How to complete this task:
Scan the listing below for the word "grille" and copy every line where it occurs.

Given entries:
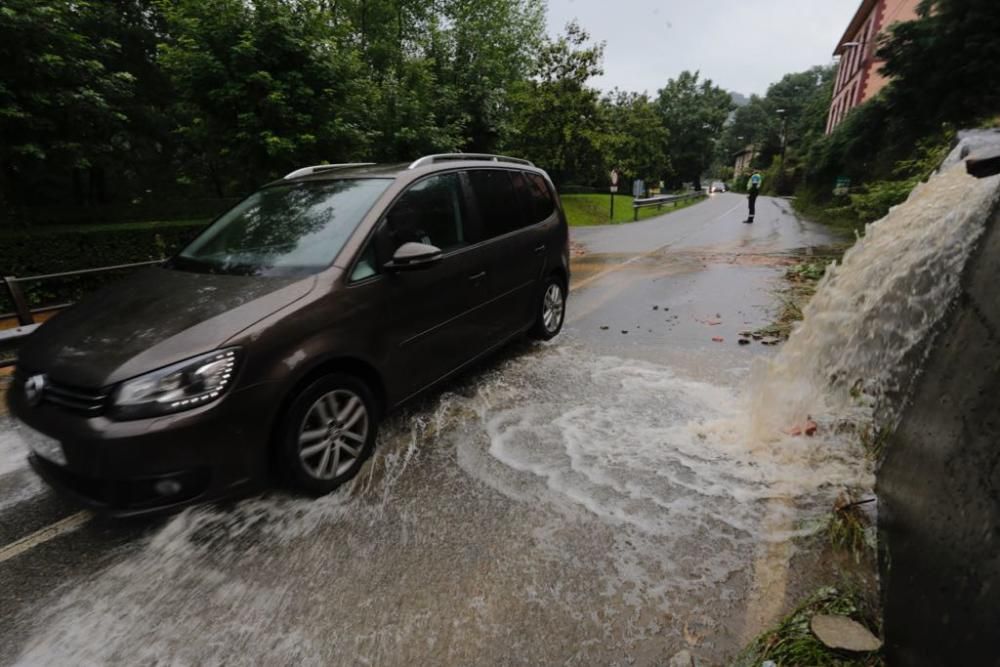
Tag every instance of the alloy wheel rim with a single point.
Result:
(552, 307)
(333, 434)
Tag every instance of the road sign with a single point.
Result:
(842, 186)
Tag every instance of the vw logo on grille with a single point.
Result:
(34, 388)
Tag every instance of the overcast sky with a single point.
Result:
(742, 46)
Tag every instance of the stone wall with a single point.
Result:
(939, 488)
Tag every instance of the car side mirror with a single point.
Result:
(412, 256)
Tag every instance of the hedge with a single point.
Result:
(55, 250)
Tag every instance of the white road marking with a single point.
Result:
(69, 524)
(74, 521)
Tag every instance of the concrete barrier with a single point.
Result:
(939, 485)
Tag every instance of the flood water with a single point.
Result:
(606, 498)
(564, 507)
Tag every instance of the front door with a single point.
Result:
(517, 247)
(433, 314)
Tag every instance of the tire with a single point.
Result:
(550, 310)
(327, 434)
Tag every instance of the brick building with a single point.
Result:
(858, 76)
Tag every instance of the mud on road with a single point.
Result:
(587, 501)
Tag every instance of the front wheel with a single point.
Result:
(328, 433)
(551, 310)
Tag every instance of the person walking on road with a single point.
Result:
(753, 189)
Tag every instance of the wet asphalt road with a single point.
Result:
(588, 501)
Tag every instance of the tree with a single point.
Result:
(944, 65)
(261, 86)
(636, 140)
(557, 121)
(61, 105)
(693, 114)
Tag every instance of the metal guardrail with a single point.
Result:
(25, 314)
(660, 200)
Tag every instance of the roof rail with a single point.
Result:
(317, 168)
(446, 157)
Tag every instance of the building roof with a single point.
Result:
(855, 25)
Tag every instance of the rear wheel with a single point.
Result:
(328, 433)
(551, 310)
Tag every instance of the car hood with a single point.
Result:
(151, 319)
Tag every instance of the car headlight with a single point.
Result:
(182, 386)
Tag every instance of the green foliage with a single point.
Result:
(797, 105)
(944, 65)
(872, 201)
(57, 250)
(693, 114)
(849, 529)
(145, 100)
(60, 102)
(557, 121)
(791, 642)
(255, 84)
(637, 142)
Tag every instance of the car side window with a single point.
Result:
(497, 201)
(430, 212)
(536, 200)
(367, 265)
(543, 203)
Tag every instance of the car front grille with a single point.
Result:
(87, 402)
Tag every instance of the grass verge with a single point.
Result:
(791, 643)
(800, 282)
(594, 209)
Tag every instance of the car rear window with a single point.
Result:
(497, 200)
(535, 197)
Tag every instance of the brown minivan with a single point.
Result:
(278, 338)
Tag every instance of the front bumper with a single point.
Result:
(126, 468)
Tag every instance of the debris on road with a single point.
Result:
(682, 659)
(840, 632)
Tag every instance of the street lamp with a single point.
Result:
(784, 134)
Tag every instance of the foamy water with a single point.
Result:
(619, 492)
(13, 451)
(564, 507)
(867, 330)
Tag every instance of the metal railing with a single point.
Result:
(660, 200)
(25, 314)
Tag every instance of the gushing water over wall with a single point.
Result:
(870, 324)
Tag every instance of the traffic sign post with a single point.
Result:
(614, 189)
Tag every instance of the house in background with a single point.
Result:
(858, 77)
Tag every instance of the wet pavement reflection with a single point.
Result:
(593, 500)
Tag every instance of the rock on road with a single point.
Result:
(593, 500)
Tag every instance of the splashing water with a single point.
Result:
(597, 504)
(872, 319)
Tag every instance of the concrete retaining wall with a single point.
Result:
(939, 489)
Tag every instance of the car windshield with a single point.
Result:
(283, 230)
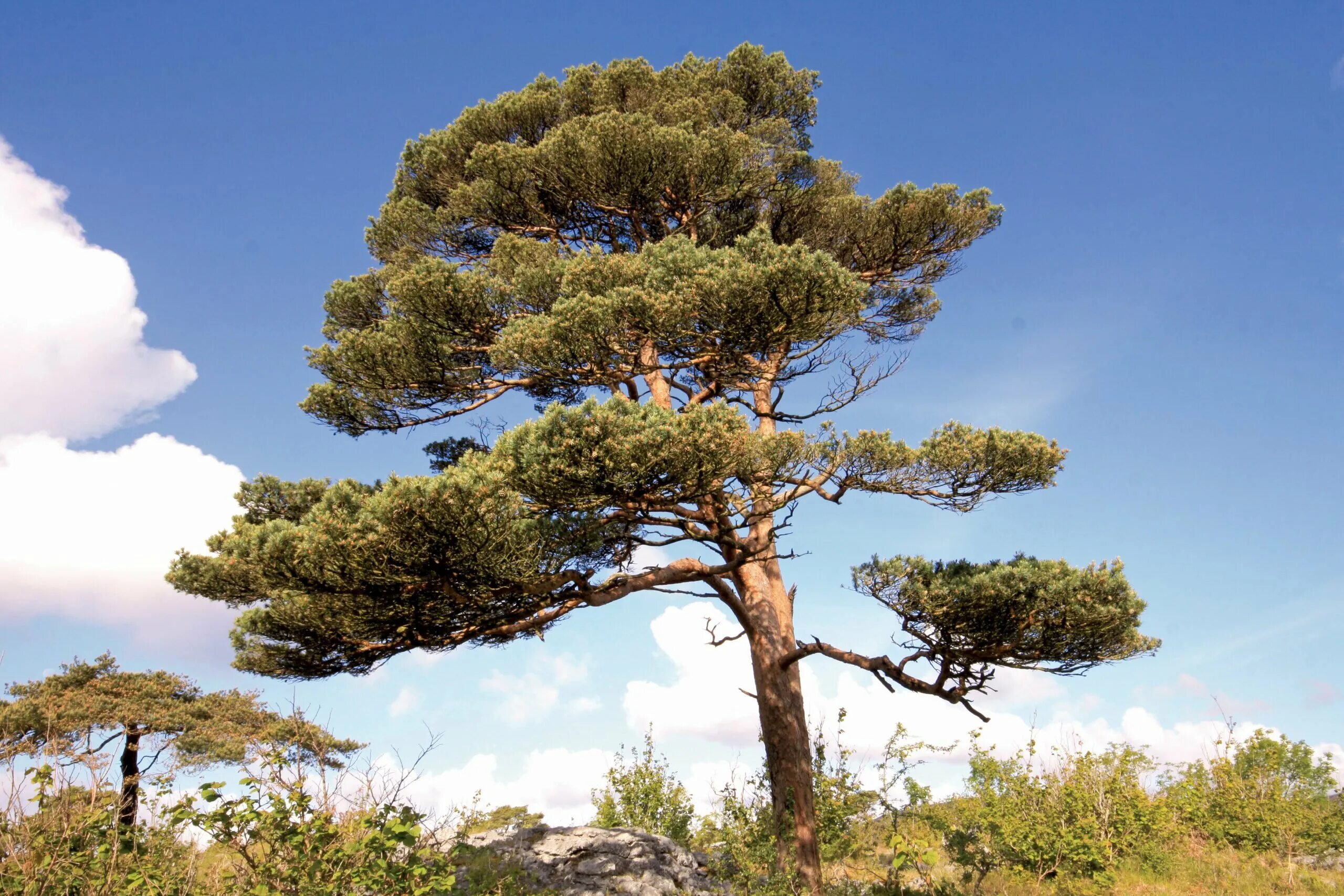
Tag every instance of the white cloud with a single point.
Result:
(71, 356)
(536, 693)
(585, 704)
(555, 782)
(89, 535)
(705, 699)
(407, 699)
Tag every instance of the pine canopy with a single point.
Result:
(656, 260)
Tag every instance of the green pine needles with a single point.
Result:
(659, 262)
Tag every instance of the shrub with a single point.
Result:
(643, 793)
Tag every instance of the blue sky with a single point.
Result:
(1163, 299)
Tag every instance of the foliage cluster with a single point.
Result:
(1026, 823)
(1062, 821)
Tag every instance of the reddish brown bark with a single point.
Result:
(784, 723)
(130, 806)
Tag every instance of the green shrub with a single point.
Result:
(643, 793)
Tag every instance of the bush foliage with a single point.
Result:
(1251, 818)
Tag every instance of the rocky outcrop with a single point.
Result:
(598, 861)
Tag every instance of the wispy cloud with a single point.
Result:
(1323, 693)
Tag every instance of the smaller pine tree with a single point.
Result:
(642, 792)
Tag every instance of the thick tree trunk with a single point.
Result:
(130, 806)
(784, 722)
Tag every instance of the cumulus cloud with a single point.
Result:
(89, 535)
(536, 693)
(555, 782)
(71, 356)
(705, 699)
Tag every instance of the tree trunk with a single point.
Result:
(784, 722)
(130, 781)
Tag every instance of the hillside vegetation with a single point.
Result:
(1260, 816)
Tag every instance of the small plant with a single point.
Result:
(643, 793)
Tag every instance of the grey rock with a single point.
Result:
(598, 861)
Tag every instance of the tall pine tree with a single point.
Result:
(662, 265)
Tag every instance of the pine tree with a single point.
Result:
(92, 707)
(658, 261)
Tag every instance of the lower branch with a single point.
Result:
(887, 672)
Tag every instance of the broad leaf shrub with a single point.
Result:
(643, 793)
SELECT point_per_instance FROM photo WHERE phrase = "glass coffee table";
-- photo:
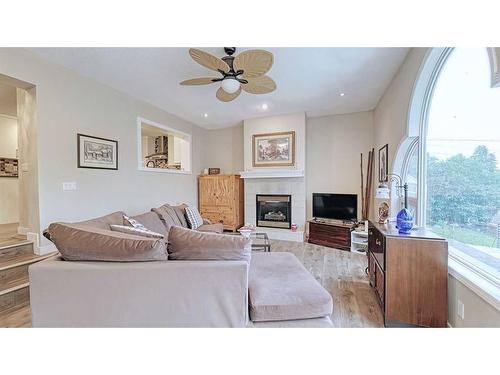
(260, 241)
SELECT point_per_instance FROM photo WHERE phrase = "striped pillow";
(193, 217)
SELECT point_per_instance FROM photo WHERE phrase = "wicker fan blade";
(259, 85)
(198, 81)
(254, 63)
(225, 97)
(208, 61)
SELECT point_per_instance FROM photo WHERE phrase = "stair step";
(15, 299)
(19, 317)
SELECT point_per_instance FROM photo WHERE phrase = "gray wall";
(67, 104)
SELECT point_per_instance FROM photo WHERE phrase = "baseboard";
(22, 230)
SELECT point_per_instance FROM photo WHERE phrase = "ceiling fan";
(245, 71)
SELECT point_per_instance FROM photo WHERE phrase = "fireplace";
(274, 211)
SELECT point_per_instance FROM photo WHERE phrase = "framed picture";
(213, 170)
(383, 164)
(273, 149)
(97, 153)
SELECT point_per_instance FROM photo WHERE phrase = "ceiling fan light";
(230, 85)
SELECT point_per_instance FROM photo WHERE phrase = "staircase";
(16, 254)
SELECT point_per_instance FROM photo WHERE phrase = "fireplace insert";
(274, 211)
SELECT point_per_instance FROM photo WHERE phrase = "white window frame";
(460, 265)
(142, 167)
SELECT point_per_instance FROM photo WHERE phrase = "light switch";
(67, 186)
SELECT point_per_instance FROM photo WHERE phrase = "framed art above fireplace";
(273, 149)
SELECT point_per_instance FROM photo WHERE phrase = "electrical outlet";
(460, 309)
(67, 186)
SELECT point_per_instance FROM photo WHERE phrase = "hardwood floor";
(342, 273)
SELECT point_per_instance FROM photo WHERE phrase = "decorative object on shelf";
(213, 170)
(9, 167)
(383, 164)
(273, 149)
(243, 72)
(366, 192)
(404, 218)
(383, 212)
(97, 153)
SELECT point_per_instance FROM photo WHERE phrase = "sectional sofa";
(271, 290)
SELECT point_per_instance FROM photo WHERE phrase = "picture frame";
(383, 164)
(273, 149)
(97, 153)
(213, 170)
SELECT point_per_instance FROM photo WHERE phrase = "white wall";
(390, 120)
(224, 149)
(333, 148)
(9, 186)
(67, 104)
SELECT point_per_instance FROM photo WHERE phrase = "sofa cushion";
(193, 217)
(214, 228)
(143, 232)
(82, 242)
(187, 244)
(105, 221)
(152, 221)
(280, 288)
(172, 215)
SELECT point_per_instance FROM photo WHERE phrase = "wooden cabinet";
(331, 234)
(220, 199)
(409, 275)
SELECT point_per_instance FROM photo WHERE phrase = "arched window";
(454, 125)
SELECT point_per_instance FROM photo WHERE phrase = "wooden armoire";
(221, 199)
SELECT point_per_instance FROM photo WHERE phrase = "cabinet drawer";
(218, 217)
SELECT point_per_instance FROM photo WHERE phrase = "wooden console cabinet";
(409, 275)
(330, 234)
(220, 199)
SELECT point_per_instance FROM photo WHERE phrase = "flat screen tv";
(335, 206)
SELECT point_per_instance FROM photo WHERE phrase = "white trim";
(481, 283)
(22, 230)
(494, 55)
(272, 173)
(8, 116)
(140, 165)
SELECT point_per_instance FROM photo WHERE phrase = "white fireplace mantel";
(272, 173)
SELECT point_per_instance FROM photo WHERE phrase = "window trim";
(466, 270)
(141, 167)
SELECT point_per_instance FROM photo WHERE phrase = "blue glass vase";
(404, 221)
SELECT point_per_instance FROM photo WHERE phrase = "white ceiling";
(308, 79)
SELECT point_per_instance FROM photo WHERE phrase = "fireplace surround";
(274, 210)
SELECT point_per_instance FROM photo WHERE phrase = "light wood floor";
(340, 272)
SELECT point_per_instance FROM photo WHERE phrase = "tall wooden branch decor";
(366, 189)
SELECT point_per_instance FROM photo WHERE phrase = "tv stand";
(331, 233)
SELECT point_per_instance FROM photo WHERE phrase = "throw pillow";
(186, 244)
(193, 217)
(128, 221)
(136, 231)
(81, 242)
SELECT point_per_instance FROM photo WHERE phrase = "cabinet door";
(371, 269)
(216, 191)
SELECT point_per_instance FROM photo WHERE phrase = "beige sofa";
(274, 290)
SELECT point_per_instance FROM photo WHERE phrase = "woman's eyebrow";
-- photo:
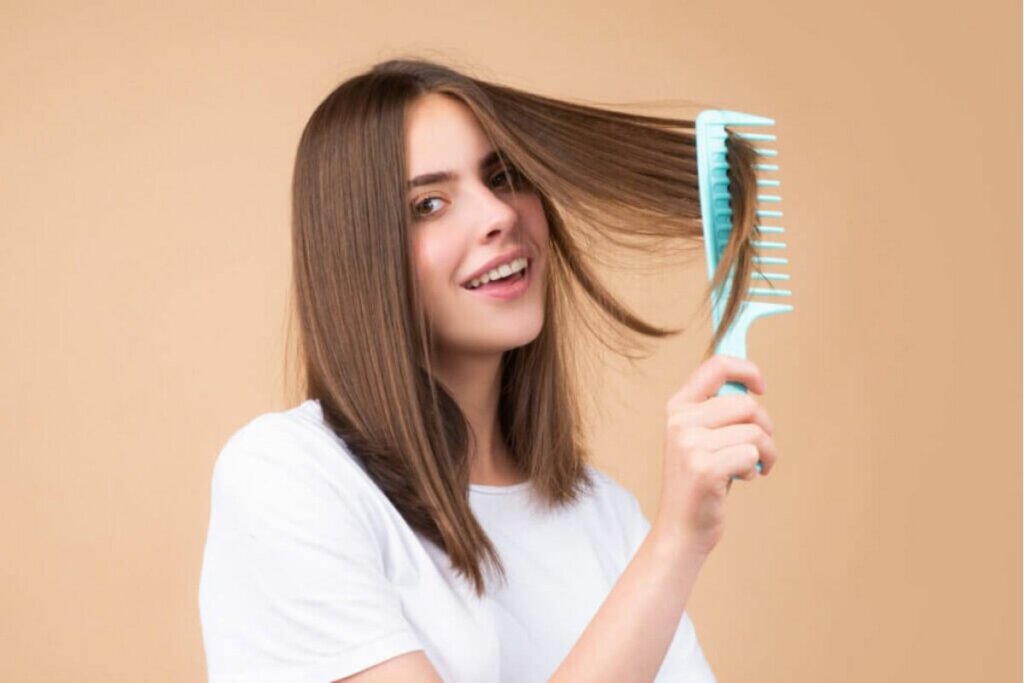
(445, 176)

Output below:
Tag every instance of the vw logo on grille with a single point.
Tag every instance of the car front grille with a single point.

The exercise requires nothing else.